Reproduce the records from the line containing "Report the position of each instance of the tree" through the end of the records, swapping every "tree silhouette" for "tree outline" and leaving all else unchanged.

== Task material ==
::::::

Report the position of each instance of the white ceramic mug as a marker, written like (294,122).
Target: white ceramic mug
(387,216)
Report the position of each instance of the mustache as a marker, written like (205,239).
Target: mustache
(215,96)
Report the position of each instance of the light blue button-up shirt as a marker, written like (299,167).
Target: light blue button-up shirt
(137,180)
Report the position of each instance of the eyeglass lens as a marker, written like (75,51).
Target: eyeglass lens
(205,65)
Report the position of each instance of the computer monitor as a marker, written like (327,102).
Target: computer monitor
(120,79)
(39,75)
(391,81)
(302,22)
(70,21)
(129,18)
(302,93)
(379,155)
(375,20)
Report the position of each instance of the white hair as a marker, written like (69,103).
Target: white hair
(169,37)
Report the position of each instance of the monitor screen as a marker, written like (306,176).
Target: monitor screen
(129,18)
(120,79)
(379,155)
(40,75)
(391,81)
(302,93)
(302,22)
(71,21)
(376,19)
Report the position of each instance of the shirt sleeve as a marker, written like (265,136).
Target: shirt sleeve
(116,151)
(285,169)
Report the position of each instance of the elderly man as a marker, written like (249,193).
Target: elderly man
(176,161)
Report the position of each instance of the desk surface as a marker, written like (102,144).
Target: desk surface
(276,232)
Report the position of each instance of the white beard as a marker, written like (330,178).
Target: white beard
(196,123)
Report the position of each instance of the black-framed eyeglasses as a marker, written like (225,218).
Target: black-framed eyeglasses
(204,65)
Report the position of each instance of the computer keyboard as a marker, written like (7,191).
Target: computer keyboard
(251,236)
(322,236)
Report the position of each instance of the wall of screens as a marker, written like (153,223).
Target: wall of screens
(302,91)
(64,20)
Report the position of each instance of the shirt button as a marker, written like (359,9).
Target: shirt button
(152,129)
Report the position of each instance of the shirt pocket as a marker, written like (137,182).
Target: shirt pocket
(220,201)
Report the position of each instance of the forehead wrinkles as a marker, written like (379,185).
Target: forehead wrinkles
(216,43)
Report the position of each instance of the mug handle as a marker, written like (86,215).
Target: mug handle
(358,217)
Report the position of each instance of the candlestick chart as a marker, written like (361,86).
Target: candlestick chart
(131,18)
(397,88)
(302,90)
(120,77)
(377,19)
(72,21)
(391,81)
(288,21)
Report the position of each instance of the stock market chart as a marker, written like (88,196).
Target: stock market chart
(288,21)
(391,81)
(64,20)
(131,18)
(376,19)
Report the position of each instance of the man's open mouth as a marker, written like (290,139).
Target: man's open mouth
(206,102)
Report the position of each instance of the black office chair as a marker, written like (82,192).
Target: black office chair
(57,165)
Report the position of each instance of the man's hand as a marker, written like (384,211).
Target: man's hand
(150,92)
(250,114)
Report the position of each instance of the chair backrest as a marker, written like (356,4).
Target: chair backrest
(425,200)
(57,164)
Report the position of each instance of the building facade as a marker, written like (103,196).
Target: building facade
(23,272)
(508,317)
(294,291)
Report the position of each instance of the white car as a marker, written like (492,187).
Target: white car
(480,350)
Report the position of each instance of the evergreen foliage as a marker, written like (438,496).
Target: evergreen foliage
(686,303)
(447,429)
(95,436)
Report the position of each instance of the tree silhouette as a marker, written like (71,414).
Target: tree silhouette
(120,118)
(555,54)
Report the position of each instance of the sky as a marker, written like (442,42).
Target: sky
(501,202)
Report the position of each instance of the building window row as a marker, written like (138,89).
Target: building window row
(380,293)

::::::

== Exercise solution ==
Report the position of each instance of the tree outline as a marker, written like (71,414).
Target: tree outline
(120,118)
(555,54)
Report the position of each instance of the sky as a marker, written like (442,42).
Target: sky
(501,202)
Report the position of each instance of the building window row as a marker, written like (138,89).
Target: building window row
(380,293)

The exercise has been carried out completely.